Painéis solares sobre rodovias podem acelerar o fornecimento de energia verde?

An artist s impression of the planned solar-panelled motorway pilot project near Martigny in southern Switzerland.
Uma impressão artística do projeto piloto planejado de rodovia com painéis solares perto de Martigny, no sudoeste da Suíça. ©servipier Ag

A Suíça precisa aumentar a sua captação de energia solar para conseguir zerar suas emissões líquidas até 2050. Cobrir as rodovias com painéis solares parece ser a solução ideal. Mas tirar este projeto do papel no país alpino continua sendo uma tarefa desafiadora.

Laurent Jospin, o diretor da Energypier, uma startup suíça de energias renováveis, tem uma paisagem em mente: na rodovia que serpenteia pelo Vale do Rhône, no cantão do Valais, painéis solares e pequenas turbinas eólicas geram energia verde na batalha contra a mudança climática.

A localização e as condições são perfeitas para um de seus projetos-piloto de rodovias solares, insiste Jospin. Afinal, o Valais, com seus férteis vinhedos e pomares, é uma das regiões mais ensolaradas da Suíça. 

“Receio que estejamos nos encaminhando para uma situação climática realmente séria. Neste momento, não estamos no caminho certo. Eu tenho filhos e acredito que é meu dever fazer algo”, diz ele à SWI swissinfo.ch.

....

Reproduza na íntegra o texto sobre painéis solares em rodovias, sem mudar nenhuma palavra.

....

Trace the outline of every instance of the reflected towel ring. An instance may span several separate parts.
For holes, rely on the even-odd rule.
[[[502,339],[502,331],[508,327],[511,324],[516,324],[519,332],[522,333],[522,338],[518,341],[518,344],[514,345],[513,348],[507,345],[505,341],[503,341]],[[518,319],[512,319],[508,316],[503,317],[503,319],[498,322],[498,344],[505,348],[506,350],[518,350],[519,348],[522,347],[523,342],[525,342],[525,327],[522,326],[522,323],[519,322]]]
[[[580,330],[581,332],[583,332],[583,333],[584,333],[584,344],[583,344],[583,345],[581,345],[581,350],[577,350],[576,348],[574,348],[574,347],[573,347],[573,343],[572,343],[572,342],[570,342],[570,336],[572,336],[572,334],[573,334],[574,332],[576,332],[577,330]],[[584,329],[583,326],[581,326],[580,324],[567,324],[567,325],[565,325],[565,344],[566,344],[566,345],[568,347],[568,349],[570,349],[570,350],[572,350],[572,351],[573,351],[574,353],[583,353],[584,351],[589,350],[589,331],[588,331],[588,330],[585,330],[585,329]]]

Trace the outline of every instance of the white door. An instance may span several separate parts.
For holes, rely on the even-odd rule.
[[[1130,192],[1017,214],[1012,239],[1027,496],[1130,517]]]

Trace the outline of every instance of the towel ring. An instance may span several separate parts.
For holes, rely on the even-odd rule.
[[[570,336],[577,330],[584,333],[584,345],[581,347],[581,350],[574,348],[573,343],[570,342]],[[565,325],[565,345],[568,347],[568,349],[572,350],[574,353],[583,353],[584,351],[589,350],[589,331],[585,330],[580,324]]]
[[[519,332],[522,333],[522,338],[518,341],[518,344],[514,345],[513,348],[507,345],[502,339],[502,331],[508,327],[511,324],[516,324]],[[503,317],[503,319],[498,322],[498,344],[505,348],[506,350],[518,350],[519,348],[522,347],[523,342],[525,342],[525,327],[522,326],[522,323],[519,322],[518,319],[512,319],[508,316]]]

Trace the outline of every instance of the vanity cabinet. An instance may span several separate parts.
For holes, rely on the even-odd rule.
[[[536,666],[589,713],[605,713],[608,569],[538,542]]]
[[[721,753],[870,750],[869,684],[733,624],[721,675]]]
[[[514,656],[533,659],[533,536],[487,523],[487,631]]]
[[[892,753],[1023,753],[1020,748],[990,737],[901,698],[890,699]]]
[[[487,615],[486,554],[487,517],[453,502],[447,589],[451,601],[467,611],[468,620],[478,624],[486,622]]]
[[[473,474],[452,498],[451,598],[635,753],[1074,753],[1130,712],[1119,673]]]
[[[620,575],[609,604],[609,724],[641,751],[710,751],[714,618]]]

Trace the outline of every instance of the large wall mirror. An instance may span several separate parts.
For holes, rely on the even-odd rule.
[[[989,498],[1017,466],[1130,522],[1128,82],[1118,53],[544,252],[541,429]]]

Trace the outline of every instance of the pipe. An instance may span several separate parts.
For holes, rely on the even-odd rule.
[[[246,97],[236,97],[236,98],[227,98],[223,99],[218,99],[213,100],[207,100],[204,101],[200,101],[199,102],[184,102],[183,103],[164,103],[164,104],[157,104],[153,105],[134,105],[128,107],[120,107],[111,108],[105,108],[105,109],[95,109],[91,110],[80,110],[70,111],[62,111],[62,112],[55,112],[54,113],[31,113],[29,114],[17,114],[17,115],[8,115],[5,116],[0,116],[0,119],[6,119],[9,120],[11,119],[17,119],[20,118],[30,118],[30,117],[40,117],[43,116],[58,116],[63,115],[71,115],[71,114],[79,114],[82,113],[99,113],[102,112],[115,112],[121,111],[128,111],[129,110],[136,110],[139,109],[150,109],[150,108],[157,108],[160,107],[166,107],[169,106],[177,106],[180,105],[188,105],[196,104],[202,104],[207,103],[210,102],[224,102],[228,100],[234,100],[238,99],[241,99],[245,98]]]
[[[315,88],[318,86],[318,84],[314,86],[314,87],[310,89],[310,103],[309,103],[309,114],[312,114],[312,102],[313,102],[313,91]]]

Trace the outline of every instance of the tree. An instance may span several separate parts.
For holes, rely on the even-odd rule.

....

Resultado da tarefa ▸
Painéis solares sobre rodovias podem acelerar o fornecimento de energia verde?

An artist s impression of the planned solar-panelled motorway pilot project near Martigny in southern Switzerland.
Uma impressão artística do projeto piloto planejado de rodovia com painéis solares perto de Martigny, no sudoeste da Suíça. ©servipier Ag

A Suíça precisa aumentar a sua captação de energia solar para conseguir zerar suas emissões líquidas até 2050. Cobrir as rodovias com painéis solares parece ser a solução ideal. Mas tirar este projeto do papel no país alpino continua sendo uma tarefa desafiadora.

Laurent Jospin, o diretor da Energypier, uma startup suíça de energias renováveis, tem uma paisagem em mente: na rodovia que serpenteia pelo Vale do Rhône, no cantão do Valais, painéis solares e pequenas turbinas eólicas geram energia verde na batalha contra a mudança climática.

A localização e as condições são perfeitas para um de seus projetos-piloto de rodovias solares, insiste Jospin. Afinal, o Valais, com seus férteis vinhedos e pomares, é uma das regiões mais ensolaradas da Suíça. 

“Receio que estejamos nos encaminhando para uma situação climática realmente séria. Neste momento, não estamos no caminho certo. Eu tenho filhos e acredito que é meu dever fazer algo”, diz ele à SWI swissinfo.ch.